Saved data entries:
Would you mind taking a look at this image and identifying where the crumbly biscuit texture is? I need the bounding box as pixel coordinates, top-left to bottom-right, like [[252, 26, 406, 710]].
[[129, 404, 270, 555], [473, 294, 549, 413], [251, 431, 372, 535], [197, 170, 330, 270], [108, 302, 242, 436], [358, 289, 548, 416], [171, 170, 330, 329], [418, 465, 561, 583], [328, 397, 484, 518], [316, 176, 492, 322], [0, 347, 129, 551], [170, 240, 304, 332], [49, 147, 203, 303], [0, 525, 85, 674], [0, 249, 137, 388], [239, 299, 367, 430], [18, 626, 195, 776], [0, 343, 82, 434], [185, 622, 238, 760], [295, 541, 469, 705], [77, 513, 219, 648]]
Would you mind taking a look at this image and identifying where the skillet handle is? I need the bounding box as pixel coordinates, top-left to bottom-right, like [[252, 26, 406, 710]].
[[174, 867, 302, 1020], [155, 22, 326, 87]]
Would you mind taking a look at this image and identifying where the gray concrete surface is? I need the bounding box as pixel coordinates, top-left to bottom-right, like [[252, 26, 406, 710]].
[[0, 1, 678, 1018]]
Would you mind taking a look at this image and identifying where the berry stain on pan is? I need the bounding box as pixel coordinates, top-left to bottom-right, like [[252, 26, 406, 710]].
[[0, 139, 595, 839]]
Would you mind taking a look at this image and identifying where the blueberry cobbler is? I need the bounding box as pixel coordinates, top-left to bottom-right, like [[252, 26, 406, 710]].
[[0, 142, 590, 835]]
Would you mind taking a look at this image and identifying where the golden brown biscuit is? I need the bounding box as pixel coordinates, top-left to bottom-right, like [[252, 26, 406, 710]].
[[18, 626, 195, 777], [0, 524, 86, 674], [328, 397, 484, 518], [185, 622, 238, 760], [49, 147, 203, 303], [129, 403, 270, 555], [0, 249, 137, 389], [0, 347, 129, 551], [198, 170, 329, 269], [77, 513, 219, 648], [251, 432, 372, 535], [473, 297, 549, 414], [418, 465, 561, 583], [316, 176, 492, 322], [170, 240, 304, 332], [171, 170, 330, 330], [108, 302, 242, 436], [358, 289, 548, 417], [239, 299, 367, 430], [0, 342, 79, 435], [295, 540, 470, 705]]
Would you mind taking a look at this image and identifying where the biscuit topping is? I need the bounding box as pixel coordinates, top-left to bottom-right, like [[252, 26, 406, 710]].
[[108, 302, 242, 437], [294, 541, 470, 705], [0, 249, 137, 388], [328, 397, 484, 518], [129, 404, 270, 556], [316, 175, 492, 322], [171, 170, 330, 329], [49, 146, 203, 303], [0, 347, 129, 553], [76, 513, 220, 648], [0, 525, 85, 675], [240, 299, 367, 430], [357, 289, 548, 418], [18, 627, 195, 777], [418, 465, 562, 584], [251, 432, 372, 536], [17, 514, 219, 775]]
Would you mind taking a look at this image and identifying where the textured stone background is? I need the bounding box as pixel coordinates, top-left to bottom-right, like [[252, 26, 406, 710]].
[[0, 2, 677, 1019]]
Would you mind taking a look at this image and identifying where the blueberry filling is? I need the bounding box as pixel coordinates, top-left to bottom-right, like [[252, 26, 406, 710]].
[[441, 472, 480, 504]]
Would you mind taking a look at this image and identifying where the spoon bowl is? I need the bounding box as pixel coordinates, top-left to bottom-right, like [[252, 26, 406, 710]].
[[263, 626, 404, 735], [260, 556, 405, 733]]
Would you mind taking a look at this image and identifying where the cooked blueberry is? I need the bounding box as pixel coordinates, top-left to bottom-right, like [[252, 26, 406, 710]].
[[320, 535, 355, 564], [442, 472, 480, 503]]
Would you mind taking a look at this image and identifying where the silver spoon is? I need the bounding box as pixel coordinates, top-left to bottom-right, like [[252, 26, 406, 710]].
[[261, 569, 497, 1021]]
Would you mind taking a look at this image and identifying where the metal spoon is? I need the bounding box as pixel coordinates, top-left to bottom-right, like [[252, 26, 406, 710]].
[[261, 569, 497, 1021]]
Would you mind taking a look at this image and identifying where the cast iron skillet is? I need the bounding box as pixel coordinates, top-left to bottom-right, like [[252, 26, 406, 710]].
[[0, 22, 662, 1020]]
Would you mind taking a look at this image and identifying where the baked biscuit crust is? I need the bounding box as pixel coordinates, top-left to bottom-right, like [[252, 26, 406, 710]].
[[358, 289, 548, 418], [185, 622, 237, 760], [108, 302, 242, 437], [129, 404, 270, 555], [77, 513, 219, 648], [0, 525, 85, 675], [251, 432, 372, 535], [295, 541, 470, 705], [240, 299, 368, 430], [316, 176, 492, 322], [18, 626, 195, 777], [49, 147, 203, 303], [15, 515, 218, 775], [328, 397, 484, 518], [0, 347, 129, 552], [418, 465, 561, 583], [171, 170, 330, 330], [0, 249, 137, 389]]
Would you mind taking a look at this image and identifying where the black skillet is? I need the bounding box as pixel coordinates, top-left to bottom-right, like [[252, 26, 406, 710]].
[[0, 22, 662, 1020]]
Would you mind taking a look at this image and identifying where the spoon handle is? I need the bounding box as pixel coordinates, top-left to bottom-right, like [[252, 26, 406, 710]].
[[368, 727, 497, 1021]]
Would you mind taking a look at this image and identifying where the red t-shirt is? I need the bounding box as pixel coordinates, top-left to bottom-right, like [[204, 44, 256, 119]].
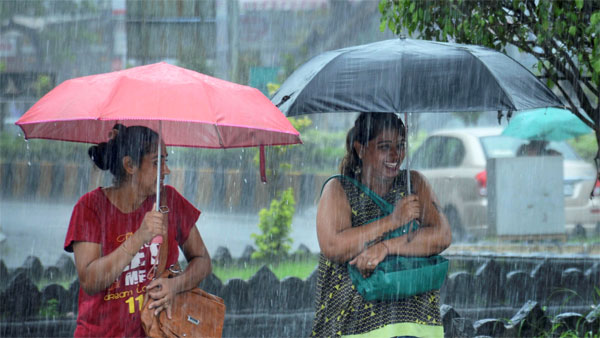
[[64, 185, 200, 338]]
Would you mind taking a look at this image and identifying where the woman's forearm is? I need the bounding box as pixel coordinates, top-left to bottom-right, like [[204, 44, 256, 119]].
[[170, 255, 212, 294], [385, 223, 451, 257], [322, 214, 403, 263], [76, 232, 146, 294]]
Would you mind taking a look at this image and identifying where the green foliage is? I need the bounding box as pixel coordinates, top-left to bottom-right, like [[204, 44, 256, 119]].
[[289, 116, 313, 134], [452, 112, 484, 127], [379, 0, 600, 145], [0, 129, 345, 175], [539, 319, 599, 338], [0, 133, 89, 164], [213, 257, 318, 281], [39, 299, 59, 318], [251, 187, 296, 261], [34, 75, 53, 98], [177, 44, 213, 76], [0, 0, 45, 19], [253, 116, 315, 177], [568, 133, 598, 162], [234, 50, 261, 85], [407, 130, 428, 157], [293, 128, 346, 173]]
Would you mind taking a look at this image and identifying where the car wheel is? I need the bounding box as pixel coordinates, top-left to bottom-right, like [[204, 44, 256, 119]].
[[444, 206, 466, 243]]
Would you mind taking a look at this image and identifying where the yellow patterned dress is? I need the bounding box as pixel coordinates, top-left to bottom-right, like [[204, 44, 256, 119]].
[[311, 175, 444, 338]]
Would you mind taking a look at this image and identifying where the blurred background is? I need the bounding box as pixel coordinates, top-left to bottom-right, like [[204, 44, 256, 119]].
[[1, 0, 598, 267]]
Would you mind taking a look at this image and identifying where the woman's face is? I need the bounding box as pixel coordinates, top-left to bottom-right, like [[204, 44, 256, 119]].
[[356, 128, 405, 181], [133, 143, 170, 197]]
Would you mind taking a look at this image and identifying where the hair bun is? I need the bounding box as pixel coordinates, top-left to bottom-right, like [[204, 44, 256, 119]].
[[88, 143, 110, 170]]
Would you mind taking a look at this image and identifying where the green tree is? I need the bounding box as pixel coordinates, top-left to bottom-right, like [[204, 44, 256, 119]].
[[379, 0, 600, 162], [452, 111, 483, 126], [251, 187, 296, 261], [254, 81, 314, 177], [0, 0, 45, 19]]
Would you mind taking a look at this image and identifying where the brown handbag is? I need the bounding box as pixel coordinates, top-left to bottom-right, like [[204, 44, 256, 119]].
[[140, 228, 225, 338]]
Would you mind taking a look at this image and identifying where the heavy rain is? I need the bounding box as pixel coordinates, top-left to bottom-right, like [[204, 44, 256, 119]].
[[0, 1, 599, 337]]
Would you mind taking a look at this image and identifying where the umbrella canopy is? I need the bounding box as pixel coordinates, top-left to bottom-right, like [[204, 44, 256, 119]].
[[16, 62, 302, 186], [272, 38, 564, 116], [17, 62, 301, 148], [502, 107, 593, 141]]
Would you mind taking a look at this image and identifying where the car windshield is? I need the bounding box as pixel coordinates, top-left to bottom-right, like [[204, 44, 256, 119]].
[[480, 135, 579, 160]]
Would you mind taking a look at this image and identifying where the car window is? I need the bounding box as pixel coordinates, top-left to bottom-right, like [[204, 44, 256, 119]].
[[411, 137, 440, 169], [480, 135, 579, 160], [411, 136, 465, 169], [441, 137, 465, 167]]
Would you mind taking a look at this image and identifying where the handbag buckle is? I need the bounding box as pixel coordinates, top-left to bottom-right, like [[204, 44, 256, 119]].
[[187, 315, 200, 325], [168, 264, 183, 274]]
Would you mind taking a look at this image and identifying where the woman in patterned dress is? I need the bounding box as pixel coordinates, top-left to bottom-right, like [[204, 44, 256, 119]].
[[313, 113, 451, 338]]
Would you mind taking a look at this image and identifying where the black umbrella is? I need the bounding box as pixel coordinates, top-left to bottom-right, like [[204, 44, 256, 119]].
[[272, 38, 563, 116], [272, 38, 565, 191]]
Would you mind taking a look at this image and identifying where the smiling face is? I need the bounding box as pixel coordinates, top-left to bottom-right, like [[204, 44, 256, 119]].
[[355, 128, 406, 182]]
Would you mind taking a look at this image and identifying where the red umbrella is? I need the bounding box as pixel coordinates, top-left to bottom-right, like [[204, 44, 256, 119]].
[[17, 62, 300, 148], [16, 62, 302, 206]]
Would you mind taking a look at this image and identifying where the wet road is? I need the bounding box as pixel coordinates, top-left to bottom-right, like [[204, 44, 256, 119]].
[[0, 199, 319, 269]]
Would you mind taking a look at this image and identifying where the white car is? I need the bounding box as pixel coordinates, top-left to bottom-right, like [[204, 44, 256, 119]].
[[410, 127, 600, 240]]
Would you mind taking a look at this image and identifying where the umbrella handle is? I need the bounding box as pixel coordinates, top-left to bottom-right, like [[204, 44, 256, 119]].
[[404, 112, 411, 194], [404, 111, 419, 244], [153, 121, 163, 244]]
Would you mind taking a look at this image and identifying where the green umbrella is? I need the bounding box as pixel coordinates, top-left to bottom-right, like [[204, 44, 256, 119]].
[[502, 107, 592, 141]]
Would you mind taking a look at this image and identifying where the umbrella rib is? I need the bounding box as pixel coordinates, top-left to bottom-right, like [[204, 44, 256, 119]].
[[283, 49, 351, 115], [213, 124, 225, 148], [463, 48, 518, 111]]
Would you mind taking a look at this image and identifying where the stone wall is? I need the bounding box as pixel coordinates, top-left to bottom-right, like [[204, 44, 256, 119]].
[[0, 252, 599, 337]]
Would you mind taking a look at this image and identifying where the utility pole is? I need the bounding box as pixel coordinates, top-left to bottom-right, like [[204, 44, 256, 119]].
[[215, 0, 229, 80], [111, 0, 127, 70]]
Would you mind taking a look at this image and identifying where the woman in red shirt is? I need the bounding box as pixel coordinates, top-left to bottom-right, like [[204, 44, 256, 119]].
[[64, 124, 211, 337]]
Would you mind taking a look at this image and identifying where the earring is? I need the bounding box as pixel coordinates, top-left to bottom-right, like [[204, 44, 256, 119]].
[[354, 165, 362, 175]]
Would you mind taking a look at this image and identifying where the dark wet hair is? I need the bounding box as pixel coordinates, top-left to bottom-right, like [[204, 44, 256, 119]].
[[88, 124, 159, 185], [340, 113, 406, 179]]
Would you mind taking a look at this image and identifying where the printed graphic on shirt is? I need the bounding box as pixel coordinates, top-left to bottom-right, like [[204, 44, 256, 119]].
[[104, 233, 160, 307]]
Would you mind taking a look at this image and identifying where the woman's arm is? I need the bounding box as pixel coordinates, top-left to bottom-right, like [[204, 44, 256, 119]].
[[349, 171, 451, 275], [316, 178, 419, 263], [73, 206, 167, 295], [385, 171, 451, 256], [146, 227, 211, 317], [162, 227, 211, 293], [73, 230, 148, 295]]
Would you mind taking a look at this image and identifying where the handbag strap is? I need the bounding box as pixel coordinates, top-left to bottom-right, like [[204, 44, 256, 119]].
[[320, 174, 419, 237], [321, 175, 394, 214]]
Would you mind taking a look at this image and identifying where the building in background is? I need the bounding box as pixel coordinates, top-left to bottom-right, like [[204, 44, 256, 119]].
[[0, 0, 115, 132]]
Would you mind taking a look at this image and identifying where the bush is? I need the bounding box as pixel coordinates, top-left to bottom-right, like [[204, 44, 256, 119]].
[[251, 187, 295, 261], [568, 133, 598, 162], [0, 133, 89, 164], [1, 125, 346, 175]]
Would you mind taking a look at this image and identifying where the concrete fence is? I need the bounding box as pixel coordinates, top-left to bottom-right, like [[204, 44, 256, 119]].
[[1, 252, 599, 337], [0, 161, 332, 211]]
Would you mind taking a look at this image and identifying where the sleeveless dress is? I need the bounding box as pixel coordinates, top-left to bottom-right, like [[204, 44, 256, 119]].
[[311, 174, 444, 338]]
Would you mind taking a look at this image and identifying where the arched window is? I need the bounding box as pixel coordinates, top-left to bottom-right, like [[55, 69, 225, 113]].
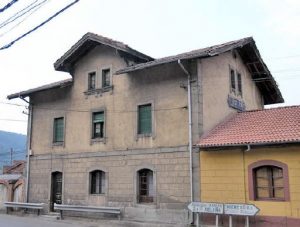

BRIEF ::
Only the lines from the one holding "where the building" through the last line of the records should be output, please, exactly and without any pictures.

RESPONSE TO THIS EXERCISE ::
Would you mind taking a look at this image and identifying where the building in background is? I need the bounding box as pixel coordinates, top-left to bottom-right, like [[204, 44, 256, 119]].
[[0, 0, 115, 132]]
Would you mind taking a look at this image and identifying where the bush is? I need the bounding box as pixel coordinates, top-left to bottom-right, like [[204, 44, 256, 119]].
[[251, 187, 295, 261], [568, 133, 598, 162], [0, 133, 89, 164], [1, 125, 346, 175]]
Would you mind taking a look at this image and identifying where the concrete fence is? I need the bounding box as pixel coordinates, top-left to bottom-right, like [[204, 44, 256, 119]].
[[1, 252, 599, 337], [0, 161, 332, 211]]
Would you mind taking a look at this image and identifying where the sleeveless dress is? I need the bounding box as pixel coordinates, top-left to bottom-right, like [[204, 44, 256, 119]].
[[311, 174, 444, 338]]
Would you mind taking a look at this image and identifying where the arched window is? I need the bounding box as pixel coordinates, top-left to bottom-right, like [[55, 69, 225, 113]].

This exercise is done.